(Saved data entries)
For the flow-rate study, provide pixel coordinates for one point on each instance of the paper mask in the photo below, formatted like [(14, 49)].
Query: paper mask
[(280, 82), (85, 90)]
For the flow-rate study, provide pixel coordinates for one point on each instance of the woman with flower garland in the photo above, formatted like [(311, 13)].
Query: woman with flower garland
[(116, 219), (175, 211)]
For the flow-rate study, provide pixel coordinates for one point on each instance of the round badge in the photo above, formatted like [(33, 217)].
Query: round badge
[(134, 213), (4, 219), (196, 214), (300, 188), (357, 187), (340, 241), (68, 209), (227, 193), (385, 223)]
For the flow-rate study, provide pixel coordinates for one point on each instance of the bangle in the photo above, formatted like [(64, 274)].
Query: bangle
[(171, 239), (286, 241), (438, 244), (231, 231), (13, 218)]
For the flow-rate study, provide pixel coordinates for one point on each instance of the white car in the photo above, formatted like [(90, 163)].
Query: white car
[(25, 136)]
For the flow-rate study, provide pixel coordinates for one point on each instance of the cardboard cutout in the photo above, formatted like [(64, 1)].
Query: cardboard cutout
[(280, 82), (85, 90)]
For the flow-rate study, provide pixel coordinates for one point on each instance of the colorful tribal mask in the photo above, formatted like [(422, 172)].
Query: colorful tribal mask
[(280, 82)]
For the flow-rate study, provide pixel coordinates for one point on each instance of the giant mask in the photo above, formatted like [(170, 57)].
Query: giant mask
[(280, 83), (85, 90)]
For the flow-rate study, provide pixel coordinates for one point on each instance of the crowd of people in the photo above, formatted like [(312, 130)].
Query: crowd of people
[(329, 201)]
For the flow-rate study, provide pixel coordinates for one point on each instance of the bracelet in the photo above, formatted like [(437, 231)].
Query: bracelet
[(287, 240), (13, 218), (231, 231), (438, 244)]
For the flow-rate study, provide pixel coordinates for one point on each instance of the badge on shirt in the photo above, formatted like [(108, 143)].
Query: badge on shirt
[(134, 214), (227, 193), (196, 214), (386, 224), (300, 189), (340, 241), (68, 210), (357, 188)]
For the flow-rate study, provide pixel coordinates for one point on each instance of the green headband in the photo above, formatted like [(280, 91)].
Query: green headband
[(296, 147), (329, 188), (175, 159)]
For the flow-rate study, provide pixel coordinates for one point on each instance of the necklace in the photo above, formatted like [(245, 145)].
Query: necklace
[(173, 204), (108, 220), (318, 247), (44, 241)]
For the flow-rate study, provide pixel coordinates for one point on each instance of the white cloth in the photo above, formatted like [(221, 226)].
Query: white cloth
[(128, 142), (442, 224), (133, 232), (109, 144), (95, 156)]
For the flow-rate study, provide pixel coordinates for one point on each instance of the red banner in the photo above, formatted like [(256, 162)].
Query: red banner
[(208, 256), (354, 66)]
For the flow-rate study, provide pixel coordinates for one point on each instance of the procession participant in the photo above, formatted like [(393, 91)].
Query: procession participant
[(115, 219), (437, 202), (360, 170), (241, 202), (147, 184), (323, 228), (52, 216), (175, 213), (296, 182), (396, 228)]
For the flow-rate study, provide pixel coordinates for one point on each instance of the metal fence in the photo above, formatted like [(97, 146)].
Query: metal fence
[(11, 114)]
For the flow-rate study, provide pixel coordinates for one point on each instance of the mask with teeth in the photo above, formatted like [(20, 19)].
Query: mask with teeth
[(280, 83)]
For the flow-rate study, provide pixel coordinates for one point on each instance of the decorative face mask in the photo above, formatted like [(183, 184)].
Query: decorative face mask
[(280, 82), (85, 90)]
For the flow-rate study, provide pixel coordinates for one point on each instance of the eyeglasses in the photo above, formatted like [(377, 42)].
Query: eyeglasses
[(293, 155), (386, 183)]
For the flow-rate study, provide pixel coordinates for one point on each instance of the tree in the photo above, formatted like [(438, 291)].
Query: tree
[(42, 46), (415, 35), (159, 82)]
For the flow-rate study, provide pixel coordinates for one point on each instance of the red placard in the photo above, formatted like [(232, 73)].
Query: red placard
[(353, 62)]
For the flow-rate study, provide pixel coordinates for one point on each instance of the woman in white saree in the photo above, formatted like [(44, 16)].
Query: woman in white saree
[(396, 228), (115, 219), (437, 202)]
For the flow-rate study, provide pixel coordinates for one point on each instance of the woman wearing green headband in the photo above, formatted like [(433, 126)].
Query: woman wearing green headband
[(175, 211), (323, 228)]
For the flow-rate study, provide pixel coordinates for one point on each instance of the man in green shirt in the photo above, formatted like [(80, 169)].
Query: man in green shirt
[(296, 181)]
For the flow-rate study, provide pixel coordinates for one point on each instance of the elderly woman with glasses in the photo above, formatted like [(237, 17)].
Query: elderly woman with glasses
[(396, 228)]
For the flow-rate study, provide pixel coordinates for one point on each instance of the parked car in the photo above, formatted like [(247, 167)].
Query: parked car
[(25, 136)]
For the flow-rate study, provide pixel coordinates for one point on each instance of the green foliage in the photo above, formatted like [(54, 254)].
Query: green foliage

**What to work on:** Please reproduce every line of the material above word for word, with no changes.

**Exercise answer:**
For the flow-rate study, provide pixel coordinates for one point on each instance of the paper mask in the photo below, formatted like [(14, 49)].
Query: paper mask
[(280, 82), (85, 90)]
For the flow-rate study, provide pixel coordinates for one point on each instance of the woman with flower garland in the photo above, formatted like [(311, 13)].
Query: woman with flower garland
[(116, 219), (175, 211)]
For the flow-rate study, provide pixel coordinates for one point on each instance of the round badge in the photo above, formatted like [(33, 217)].
Query: round badge
[(134, 213), (4, 219), (196, 214), (300, 188), (357, 187), (340, 241), (68, 209), (227, 193), (385, 223)]
For the flow-rate study, provide pixel coordinates for one point on each instance of the bangle in the photo above, formatted like [(64, 274)].
Query: bangle
[(171, 239), (286, 241), (438, 244), (231, 231), (13, 218)]
For the flow-rate study, provide pixel coordinates for one point on each instance of the white car in the photo above, formatted like [(90, 163)].
Query: white car
[(25, 136)]
For the flow-rate study, provide pixel coordinates for one point on each instance of the cardboard cutout in the photo above, formatted like [(64, 1)].
Query: cardboard cutout
[(280, 82), (85, 90)]
For the flow-rate study, provide pixel coordinates for one point on each instance of the colorful tribal mask in the photo above, formatted like [(422, 172)].
Query: colorful tribal mask
[(280, 82)]
For the flow-rate study, provide pixel coordinates for one point on each instance of the giant mask in the photo above, formatted like [(170, 57)].
Query: giant mask
[(280, 83), (85, 90)]
For the flow-rate study, provide pixel coordinates for one point on each instance of the crowd of people in the photo above, formatted like [(312, 130)].
Query: crowd of people
[(329, 201)]
For the flow-rate study, provide pixel coordinates for one point on each instance of the bracelet in the photo above, formatted like [(437, 231)].
Query: bracelet
[(287, 240), (13, 218), (231, 231), (438, 244)]
For the flow-rate study, provide pixel coordinates for one point on each instance of the badge on shirt in the photo above, formatted like [(108, 143)].
Query: badge on shirt
[(134, 214), (227, 193), (196, 214), (386, 224), (300, 189), (340, 241), (68, 210), (357, 188)]
For the flow-rate study, provide pixel coordinates for one point on each instance of the green headband in the photo above, formatted like [(280, 91)].
Query: green headband
[(296, 147), (329, 188), (175, 159)]
For the flow-rate study, provide pixel coordinates for one point on each instance of the necklace in the photo above, formatted like [(245, 145)].
Query: necklace
[(173, 204), (108, 220), (318, 247), (44, 241)]
For the flow-rate study, provide pixel coordinates for one point on each instance of the white cloth in the photo above, formatted like [(221, 226)].
Query: white cloth
[(128, 142), (442, 224), (133, 232), (109, 144), (95, 156)]
For the flow-rate study, provide pixel coordinates for one point on each instance of the red banner in the photo above, formatted like [(256, 162)].
Query: red banner
[(208, 256), (354, 66)]
For the flow-rate study, provide pixel coordinates for one point on each instance of the procession participant in the photo above, formatted like [(393, 91)].
Query: procession participant
[(115, 219), (437, 202), (360, 170), (241, 202), (147, 184), (323, 228), (52, 216), (175, 213), (296, 182), (396, 228)]
For the flow-rate study, provide pixel coordinates for one point on each instance of the metal fence in the photo above, formatted like [(97, 146)].
Query: metal fence
[(11, 114)]
For the flow-rate study, provide pixel coordinates for one point on each instance of the mask with teeth in the photo above, formatted like [(20, 19)].
Query: mask with teeth
[(280, 83)]
For the flow-rate study, provide pixel coordinates for one point on each instance of the decorative face mask in the photo above, formatted like [(183, 184)].
Query: decorative face mask
[(280, 82), (85, 90)]
For the flow-rate study, provide pixel coordinates for one point on each instance of the eyeglasses in the photo above, formatted like [(377, 42)].
Query: eyeglasses
[(293, 155), (386, 183)]
For the flow-rate study, provide pixel coordinates for one point on each instance of the tree in the photo above, formatted like [(438, 291)].
Query: tree
[(42, 46), (415, 35), (159, 82)]
For the flow-rate study, provide pixel coordinates for one point on each instance of the red placard in the photo above, formatted like [(232, 73)].
Query: red placard
[(353, 62)]
For the flow-rate study, provide pixel coordinates for one point on each instance of the woman in white saree in the photo above, formatted like [(44, 16)].
Query: woman in white saree
[(396, 228), (115, 219), (437, 202)]
For the flow-rate study, provide pixel coordinates for one point on each instance of the woman wearing green headband in the photo above, formatted like [(433, 126)].
Query: woman wearing green headband
[(175, 211), (323, 228)]
For the flow-rate study, provide pixel coordinates for one point on each instance of the man in green shirt in the photo above, formatted like [(80, 169)].
Query: man in green shirt
[(296, 181)]
For the flow-rate study, provide pixel coordinates for one point on each instance of the elderly woman with glasses in the photo above, formatted like [(237, 17)].
Query: elderly woman with glasses
[(396, 228)]
For the flow-rate study, provide pixel coordinates for one point on each instance of the parked car in the photo above, formatted like [(247, 167)].
Query: parked car
[(25, 136)]
For the flow-rate study, provide pixel coordinates for one point on each instance of the green foliage in the photo above, formatted like [(54, 254)].
Query: green foliage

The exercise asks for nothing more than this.